Шрифт:
Интервал:
Закладка:
«Сличив различные толкования ученых, — отмечает Соловьев далее, рассуждая о значении названий «варяги» и «русь», — можно вывести верное заключение, что под именем варягов разумелись дружины, составленные из людей, волею или неволею покинувших свое отечество и принужденных искать счастья на морях или в странах чуждых; это название, как видно, образовалось на западе, у племен германских; на востоке у племен славянских, финских, греков и арабов таким же общим названием для подобных дружин было русь (рось), означая, как видно, людей-мореплавателей, приходящих на кораблях, морем, входящих по рекам внутрь стран, живущих по берегам морским. Прибавим сюда, что название "русь" было гораздо более распространено на юге, чем на севере, и что, по всей вероятности, русь на берегах Черного моря была известна прежде половины IX века, прежде прибытия Рюрика с братьями».

- _Поставленная задача_: Продолжите приведенный выше исходный текст о значении названий «варяги» и «русь», начав сразу после его последнего предложения.

- _Предоставленные данные_:
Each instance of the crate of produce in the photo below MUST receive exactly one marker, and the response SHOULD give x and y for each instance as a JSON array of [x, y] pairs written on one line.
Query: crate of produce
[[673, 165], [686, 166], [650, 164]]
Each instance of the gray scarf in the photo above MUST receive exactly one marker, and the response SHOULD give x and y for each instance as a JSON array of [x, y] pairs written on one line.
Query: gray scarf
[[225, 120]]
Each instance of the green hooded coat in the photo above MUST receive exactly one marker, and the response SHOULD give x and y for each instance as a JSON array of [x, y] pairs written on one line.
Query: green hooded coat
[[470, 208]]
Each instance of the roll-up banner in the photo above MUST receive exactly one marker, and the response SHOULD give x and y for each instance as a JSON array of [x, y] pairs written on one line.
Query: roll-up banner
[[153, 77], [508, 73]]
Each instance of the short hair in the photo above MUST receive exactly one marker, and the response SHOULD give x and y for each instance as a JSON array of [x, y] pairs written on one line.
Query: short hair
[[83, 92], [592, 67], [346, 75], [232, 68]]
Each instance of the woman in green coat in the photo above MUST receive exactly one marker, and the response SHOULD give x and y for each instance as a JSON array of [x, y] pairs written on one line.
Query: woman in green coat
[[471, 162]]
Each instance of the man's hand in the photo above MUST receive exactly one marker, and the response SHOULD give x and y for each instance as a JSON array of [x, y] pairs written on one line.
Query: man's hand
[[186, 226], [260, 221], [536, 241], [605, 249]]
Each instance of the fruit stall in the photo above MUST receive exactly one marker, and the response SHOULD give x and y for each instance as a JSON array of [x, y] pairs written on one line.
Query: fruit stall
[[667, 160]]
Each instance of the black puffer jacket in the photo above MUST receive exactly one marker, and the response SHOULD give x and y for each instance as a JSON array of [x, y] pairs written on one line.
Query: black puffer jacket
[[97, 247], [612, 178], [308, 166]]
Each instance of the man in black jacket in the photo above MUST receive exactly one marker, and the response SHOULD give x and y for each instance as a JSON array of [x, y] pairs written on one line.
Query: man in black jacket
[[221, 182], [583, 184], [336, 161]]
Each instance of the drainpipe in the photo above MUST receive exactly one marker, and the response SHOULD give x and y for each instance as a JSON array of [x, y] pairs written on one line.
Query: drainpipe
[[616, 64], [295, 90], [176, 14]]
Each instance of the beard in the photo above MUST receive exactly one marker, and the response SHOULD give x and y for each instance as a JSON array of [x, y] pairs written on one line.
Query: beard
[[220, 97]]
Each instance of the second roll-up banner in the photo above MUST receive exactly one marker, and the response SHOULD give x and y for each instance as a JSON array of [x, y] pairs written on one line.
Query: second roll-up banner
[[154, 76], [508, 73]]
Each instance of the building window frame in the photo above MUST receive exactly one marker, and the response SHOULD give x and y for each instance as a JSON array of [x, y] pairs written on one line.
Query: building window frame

- _Ответ на задание_:
Между тем влияние варягов было не слишком значительно: «Кроме греков, новорожденная Русь находится в тесной связи, в беспрестанных сношениях с другим европейским народом — с норманнами: от них пришли первые князья, норманны составляли главным образом первоначальную дружину, беспрестанно являлись при дворе наших князей, как наемники участвовали почти во всех походах — каково же было их влияние? Оказывается, что оно было незначительно. Норманны не были господствующим племенем, они только служили князьям туземных племен; многие служили только временно; те же, которые оставались в Руси навсегда, по своей численной незначительности быстро сливались с туземцами, тем более что в своем народном быте не находили препятствий к этому слиянию. Таким образом, при начале русского общества не может быть речи о господстве норманнов, о норманнском периоде». Как видим, в этом выводе Соловьев не соглашался с Погодиным. «Но если влияние норманнской народности было незначительно, если, по признанию самых сильных защитников норманнства, влияние варягов было более наружное, если такое наружное влияние могли одинаково оказать и дружины славян поморских, столько же храбрые и предприимчивые, как и дружины скандинавские, то ясно, что вопрос о национальности варягов-руси теряет свою важность в нашей истории», — заключал исследователь. Соловьев тем самым занимал совершенно верную позицию, выводя «варяжскую проблему» из эпицентра идеологического фронта русской истории. К версии же Гедеонова он относился отрицательно. Вот его оценка «славянской гипотезы»: «Недавно г-н Гедеонов снова поднял вопрос о славянском происхождении варягов-руси… Исследования его замечательны своею отрицательною стороною, где он опровергает некоторые мнения ученых, держащихся скандинавского происхождения варягов-руси; но положительная сторона исследования не представляет ничего, на чем бы можно было остановиться… То же должно сказать и об исследованиях г-на Иловайского».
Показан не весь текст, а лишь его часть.